-- Exercise directions --
Which of the lines below contain the string "halter", matching case exactly? Locate every such line and copy it out in full.

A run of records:
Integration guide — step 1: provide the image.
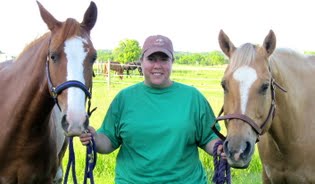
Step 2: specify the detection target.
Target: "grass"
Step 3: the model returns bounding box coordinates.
[63,65,262,184]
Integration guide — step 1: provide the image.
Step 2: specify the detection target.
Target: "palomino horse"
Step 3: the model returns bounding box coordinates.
[104,61,124,79]
[217,30,315,184]
[0,2,97,184]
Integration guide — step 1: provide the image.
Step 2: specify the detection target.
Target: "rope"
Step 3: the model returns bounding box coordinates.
[63,137,78,184]
[212,140,231,184]
[83,137,97,184]
[63,137,97,184]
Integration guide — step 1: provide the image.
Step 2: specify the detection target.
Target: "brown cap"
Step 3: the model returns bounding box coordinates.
[141,35,174,59]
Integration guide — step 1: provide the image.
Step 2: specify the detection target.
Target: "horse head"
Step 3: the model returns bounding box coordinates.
[218,30,276,168]
[37,2,97,136]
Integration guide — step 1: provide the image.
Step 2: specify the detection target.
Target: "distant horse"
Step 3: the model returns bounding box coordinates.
[123,61,143,76]
[104,61,124,79]
[0,2,97,184]
[213,30,315,184]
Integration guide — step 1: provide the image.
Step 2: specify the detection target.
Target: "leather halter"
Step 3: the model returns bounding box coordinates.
[46,56,96,116]
[211,78,287,142]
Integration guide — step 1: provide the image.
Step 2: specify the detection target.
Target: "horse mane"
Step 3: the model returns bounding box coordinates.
[17,18,85,60]
[229,43,257,72]
[270,48,307,62]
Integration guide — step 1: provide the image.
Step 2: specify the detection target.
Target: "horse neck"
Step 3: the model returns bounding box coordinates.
[269,50,315,146]
[0,34,54,146]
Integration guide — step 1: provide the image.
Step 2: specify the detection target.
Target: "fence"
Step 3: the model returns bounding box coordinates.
[94,62,225,92]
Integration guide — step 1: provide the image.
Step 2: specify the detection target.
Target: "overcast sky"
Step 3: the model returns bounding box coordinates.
[0,0,315,55]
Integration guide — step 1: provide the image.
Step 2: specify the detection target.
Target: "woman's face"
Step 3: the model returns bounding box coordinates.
[141,52,173,88]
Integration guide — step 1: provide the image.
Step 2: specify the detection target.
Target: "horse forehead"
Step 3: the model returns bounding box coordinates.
[64,36,89,55]
[233,66,257,84]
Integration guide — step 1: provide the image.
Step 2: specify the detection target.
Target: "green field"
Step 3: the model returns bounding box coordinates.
[63,65,262,184]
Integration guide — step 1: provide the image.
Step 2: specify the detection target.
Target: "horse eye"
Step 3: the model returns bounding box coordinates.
[92,53,97,63]
[50,53,58,62]
[259,83,270,94]
[221,80,228,93]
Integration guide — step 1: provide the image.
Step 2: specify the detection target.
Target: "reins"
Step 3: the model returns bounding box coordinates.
[46,54,97,184]
[211,78,287,142]
[63,132,97,184]
[212,140,231,184]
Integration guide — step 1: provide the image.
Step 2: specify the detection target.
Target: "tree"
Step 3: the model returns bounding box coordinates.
[97,50,114,63]
[113,39,141,63]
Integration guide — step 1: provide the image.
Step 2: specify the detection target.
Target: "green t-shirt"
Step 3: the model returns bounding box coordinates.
[98,82,219,184]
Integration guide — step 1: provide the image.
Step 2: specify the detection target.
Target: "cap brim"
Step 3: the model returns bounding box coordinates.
[143,47,173,59]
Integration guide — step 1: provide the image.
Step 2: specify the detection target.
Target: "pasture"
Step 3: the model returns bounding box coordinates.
[63,64,262,184]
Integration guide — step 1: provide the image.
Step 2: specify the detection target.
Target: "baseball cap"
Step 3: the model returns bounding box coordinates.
[141,35,174,59]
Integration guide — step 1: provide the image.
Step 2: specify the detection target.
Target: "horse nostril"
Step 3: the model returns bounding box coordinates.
[223,140,232,157]
[241,141,252,158]
[83,116,90,129]
[61,115,69,132]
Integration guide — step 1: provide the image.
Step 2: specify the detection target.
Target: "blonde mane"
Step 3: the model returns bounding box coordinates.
[229,43,257,71]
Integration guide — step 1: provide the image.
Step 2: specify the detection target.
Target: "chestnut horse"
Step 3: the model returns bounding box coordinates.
[217,30,315,184]
[0,2,97,184]
[104,61,124,80]
[123,61,143,77]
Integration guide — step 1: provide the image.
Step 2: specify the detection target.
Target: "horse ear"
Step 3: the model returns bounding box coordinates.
[81,1,97,32]
[263,30,277,56]
[36,1,60,31]
[219,30,236,58]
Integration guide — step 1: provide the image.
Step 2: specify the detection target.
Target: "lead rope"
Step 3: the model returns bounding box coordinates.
[63,137,78,184]
[212,140,231,184]
[83,129,97,184]
[63,132,97,184]
[63,87,97,184]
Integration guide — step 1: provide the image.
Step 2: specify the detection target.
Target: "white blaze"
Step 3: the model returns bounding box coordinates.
[64,37,87,126]
[233,66,257,114]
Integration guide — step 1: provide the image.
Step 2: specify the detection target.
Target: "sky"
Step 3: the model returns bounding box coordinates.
[0,0,315,56]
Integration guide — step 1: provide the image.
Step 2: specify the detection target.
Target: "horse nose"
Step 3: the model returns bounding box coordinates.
[61,114,89,136]
[223,140,252,165]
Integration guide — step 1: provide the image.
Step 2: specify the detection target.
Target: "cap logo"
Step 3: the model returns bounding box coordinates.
[154,38,164,46]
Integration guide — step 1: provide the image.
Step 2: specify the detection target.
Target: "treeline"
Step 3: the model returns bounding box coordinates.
[97,39,227,66]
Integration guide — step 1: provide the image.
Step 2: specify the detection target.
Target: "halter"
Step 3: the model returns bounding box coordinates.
[211,78,287,142]
[46,53,97,184]
[46,56,92,111]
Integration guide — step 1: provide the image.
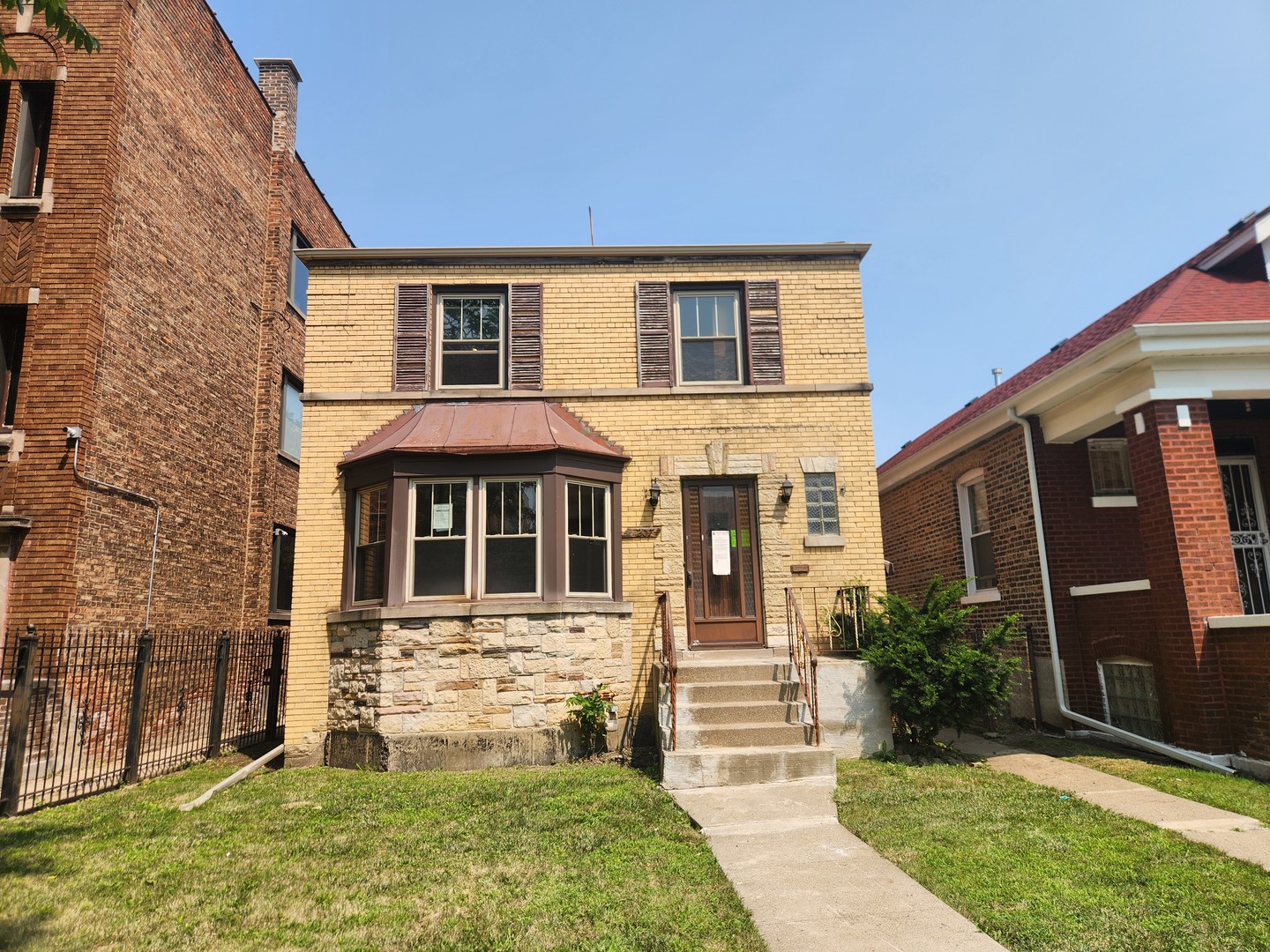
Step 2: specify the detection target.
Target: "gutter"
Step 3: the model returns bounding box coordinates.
[296,242,870,264]
[1005,406,1235,774]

-- Result for this task --
Target: "leather halter"
Target: "halter"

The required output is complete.